Referring expression pointing data:

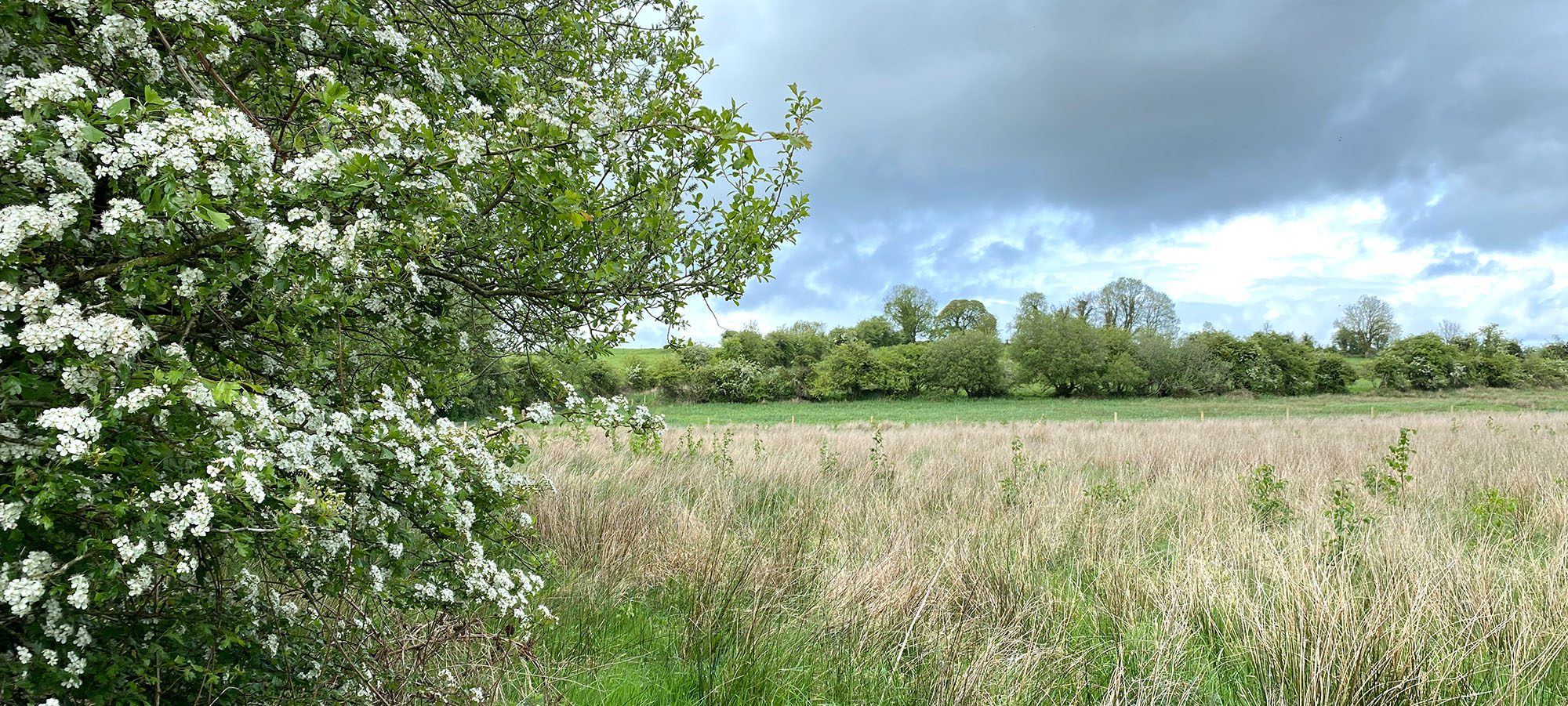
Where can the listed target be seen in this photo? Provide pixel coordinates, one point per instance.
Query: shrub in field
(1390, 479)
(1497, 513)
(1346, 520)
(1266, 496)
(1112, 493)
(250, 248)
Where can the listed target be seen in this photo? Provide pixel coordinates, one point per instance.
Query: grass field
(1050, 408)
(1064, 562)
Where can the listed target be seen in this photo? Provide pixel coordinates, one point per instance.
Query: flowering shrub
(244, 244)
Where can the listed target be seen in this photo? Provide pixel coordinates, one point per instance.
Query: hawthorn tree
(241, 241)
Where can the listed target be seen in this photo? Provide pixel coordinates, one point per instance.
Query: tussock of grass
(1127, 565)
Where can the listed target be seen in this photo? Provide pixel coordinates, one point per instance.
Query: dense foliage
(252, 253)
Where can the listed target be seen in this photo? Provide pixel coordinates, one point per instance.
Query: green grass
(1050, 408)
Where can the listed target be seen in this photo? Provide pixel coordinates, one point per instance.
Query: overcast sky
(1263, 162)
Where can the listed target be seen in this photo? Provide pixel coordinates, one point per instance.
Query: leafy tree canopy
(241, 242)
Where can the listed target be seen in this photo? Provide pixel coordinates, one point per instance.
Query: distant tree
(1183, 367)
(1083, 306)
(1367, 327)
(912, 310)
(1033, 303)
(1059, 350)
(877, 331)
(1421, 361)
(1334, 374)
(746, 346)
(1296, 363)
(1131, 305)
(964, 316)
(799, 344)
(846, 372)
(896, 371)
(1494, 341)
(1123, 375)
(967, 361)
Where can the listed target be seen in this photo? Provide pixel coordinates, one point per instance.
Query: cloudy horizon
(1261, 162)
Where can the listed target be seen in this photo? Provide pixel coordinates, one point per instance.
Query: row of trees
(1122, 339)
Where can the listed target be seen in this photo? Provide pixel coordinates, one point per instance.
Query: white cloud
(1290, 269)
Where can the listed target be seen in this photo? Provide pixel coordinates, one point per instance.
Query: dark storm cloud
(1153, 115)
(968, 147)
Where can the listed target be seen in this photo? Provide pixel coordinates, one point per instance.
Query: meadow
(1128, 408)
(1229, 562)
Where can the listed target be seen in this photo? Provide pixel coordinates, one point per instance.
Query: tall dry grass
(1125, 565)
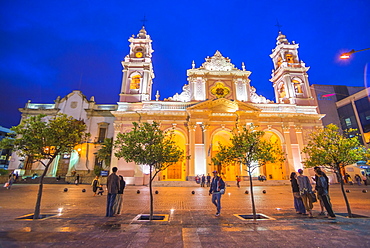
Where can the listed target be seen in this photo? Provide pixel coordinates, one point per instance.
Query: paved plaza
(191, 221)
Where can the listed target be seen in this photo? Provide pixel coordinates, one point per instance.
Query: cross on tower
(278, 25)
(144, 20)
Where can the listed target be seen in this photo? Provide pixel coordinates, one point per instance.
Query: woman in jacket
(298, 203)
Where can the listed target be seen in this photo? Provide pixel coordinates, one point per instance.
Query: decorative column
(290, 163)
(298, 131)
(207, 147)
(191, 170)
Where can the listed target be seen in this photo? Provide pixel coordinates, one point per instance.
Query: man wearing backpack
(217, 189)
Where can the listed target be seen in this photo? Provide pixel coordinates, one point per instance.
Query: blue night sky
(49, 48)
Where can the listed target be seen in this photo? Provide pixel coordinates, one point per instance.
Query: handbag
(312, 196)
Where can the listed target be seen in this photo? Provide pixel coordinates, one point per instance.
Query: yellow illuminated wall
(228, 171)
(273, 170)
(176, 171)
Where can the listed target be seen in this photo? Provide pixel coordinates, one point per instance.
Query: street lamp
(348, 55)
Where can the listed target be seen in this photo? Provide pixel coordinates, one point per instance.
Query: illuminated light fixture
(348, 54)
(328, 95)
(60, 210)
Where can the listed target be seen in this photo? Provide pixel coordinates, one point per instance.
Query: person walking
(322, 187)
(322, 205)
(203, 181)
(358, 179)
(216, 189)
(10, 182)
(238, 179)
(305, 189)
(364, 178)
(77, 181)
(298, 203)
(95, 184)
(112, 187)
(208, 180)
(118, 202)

--

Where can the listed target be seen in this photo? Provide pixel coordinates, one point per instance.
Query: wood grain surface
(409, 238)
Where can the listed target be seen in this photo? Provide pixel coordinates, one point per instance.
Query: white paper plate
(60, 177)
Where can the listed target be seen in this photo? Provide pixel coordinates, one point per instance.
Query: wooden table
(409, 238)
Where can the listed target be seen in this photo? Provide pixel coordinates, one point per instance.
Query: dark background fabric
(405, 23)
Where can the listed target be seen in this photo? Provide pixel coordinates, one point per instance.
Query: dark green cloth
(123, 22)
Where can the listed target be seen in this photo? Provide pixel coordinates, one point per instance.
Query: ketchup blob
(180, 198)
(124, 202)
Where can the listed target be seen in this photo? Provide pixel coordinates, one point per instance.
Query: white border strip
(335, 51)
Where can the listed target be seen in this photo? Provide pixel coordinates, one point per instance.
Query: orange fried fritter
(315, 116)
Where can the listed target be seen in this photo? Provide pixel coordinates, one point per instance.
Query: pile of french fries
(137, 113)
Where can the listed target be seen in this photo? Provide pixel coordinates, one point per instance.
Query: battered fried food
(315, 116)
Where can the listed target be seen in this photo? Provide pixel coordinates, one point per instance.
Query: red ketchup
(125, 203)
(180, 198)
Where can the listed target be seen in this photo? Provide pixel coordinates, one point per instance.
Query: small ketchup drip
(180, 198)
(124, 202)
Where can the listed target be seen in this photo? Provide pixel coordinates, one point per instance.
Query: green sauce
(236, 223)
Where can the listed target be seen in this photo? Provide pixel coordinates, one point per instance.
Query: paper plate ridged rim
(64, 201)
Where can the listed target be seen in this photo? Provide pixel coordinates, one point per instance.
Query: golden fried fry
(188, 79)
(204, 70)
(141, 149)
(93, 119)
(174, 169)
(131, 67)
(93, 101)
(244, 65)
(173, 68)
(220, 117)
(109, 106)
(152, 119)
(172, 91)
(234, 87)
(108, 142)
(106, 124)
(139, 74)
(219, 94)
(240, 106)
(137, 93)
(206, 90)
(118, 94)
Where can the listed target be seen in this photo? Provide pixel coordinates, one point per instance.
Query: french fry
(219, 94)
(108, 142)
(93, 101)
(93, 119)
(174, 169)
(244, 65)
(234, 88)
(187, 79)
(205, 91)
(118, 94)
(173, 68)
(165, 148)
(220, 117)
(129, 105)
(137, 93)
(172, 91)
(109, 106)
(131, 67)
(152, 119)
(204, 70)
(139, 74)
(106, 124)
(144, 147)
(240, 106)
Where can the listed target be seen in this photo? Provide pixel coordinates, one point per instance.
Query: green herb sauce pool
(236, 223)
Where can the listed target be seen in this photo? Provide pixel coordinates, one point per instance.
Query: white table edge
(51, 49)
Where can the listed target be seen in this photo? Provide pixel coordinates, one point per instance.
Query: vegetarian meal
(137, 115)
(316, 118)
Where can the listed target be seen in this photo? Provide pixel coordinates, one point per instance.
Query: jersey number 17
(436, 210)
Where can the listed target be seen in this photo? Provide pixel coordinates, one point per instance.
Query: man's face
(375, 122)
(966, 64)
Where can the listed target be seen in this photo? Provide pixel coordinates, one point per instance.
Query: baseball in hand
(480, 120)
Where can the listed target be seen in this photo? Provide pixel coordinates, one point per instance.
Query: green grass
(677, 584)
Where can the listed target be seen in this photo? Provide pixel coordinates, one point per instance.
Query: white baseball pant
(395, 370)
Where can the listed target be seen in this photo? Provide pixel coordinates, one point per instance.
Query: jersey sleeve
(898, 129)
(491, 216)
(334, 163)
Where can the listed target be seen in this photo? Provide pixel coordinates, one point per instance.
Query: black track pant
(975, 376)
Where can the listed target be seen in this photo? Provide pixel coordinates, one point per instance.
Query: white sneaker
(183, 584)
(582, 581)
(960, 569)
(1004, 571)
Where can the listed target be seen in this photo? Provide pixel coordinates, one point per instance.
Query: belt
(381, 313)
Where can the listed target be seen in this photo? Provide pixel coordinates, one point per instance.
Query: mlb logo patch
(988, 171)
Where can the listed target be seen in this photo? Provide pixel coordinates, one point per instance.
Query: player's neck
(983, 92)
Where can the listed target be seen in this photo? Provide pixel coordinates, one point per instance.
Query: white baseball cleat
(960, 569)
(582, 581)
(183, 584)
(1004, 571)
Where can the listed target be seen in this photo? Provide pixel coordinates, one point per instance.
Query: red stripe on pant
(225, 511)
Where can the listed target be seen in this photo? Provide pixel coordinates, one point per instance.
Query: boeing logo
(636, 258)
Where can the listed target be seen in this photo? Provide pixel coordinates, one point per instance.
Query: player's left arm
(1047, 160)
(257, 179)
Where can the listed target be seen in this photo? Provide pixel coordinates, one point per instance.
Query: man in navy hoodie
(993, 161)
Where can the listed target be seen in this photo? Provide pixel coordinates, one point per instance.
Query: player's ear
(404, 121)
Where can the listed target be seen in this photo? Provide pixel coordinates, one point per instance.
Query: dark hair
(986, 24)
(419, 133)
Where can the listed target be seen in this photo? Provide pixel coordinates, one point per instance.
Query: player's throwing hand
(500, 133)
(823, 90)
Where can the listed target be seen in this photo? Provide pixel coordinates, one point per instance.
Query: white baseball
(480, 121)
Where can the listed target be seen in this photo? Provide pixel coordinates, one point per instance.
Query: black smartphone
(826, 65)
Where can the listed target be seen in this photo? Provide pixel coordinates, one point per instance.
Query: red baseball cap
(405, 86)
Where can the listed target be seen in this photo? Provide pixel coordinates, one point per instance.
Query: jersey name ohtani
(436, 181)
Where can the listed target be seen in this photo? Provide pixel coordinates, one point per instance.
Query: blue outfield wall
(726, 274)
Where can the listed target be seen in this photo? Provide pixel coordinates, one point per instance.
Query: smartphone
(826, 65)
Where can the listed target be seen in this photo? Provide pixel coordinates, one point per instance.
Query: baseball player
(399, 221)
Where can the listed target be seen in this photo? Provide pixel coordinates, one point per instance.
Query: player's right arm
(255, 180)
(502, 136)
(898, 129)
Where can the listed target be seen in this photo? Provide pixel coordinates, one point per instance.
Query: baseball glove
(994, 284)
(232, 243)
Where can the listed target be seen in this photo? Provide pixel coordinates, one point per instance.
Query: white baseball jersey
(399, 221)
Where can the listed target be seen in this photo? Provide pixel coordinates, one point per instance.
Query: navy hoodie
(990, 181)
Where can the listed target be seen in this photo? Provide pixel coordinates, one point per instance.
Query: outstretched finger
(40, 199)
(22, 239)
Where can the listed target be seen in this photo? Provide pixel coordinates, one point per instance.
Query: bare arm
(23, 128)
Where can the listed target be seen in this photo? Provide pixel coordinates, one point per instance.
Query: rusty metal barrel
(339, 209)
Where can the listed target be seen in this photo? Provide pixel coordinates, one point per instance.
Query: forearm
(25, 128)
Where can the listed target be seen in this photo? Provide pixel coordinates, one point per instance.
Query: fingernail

--

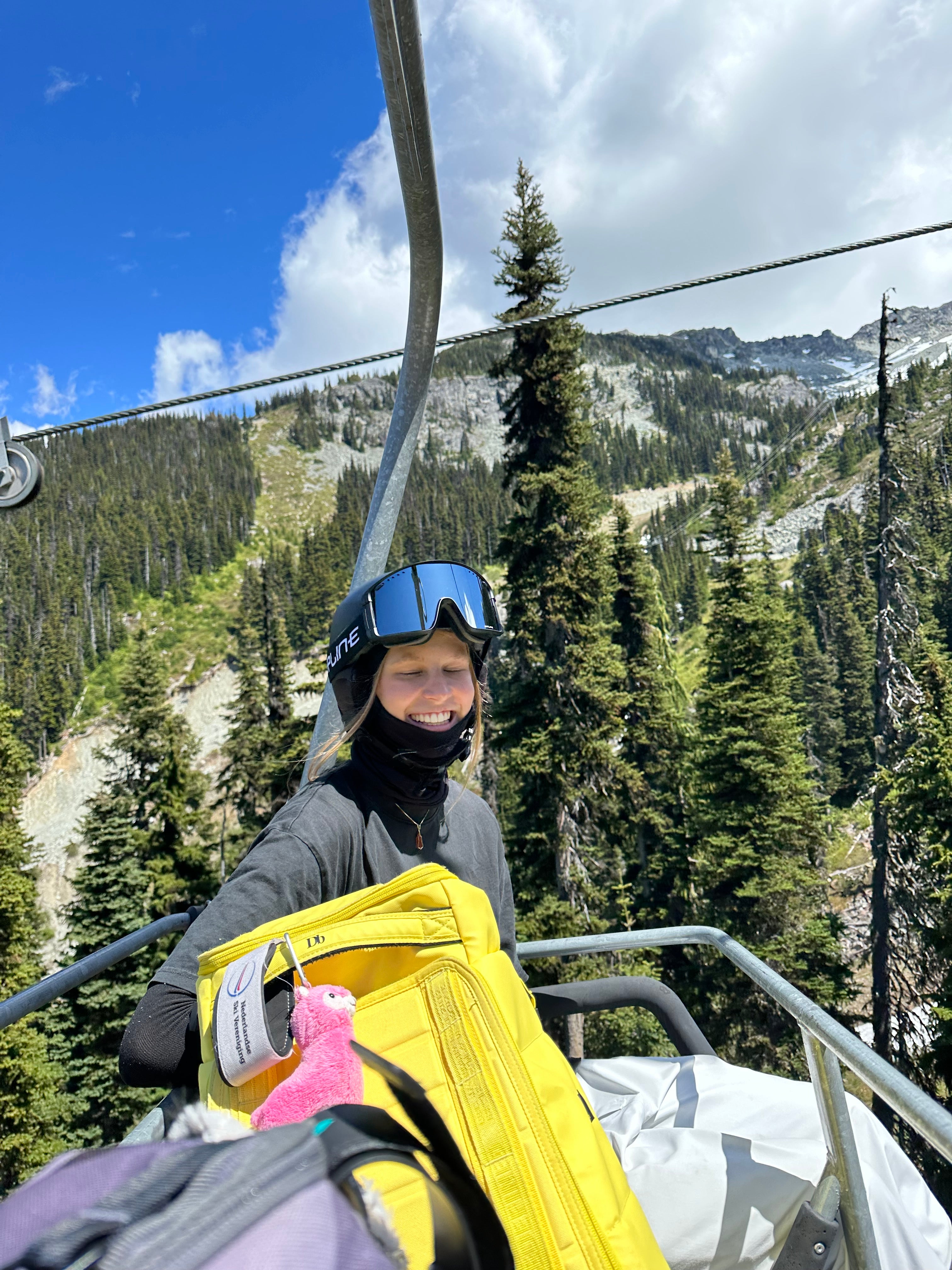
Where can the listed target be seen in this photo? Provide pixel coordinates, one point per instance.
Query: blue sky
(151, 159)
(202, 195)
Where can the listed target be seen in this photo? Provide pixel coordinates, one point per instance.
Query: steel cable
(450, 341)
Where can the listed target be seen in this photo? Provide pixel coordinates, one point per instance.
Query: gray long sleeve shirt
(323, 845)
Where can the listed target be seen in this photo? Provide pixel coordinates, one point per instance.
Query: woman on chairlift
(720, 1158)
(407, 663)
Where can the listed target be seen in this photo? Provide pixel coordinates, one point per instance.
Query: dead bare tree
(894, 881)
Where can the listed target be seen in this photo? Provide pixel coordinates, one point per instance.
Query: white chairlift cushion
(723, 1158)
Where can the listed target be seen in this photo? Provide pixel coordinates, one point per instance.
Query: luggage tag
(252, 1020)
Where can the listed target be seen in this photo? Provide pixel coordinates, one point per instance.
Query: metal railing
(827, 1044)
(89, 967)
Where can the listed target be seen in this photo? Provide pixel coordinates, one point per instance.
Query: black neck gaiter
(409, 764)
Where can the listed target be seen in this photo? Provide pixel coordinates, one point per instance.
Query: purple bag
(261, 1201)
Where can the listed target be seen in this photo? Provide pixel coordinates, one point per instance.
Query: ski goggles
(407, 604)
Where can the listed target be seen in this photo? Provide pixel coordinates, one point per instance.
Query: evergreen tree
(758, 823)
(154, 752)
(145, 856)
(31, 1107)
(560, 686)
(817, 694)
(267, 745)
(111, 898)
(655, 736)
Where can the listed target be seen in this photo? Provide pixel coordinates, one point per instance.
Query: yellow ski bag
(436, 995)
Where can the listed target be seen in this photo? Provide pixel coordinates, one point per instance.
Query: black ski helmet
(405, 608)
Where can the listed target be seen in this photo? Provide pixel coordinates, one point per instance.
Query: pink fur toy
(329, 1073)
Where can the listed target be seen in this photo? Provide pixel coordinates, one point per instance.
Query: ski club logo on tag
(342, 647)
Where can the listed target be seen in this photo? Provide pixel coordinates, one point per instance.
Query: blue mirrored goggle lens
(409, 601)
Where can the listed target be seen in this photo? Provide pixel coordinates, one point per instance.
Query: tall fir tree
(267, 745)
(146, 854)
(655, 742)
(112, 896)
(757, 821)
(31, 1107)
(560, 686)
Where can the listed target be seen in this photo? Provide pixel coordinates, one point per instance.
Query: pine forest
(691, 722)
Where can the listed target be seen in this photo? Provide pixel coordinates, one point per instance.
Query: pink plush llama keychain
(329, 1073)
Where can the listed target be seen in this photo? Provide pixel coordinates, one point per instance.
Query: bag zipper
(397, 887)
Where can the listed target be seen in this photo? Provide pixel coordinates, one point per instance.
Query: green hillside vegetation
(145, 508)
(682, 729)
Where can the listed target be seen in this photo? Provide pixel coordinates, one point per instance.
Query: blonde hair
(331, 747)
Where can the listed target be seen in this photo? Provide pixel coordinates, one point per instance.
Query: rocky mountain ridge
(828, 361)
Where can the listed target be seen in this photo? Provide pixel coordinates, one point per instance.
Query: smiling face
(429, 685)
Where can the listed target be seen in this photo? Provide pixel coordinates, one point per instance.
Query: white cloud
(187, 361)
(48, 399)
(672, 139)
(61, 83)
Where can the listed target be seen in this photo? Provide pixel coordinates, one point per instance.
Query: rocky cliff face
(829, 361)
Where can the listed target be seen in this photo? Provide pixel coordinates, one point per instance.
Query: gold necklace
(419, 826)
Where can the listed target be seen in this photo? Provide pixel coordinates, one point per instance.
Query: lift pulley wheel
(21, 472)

■ INSTRUCTIONS FOR THE TASK
Taking the entries above, print exactly the lines starting at the line with "Query: baseball glove" and ending at the line with "Query: fingernail", both included.

■ SOLVED EXERCISE
Query: baseball glove
(994, 284)
(232, 243)
Where can the listed target be seen in this photo? Provide pixel coordinates, one point per instance.
Query: white baseball jersey
(399, 221)
Where can the listed target be seen in this photo? Provide pixel coordinates, one point per instance.
Query: navy hoodie
(990, 181)
Where can the listed target be seen in this photo? Provide pixel coordinates, one point per instance.
Query: outstretched finger
(40, 199)
(22, 239)
Where can the listed target be seen in this photo? Provide pixel coordinates, one point per instance.
Query: bare arm
(23, 128)
Where can the listed target be seen in this photo? Provide pixel coordinates, one point per instance.
Query: rusty metal barrel
(339, 209)
Where can the listed target be seen in this photo? Provide pixel coordinates, one point per instance.
Query: forearm
(25, 128)
Where can the listed target be seen in this photo? Provide pixel coordinates, one point per instance.
Query: fingernail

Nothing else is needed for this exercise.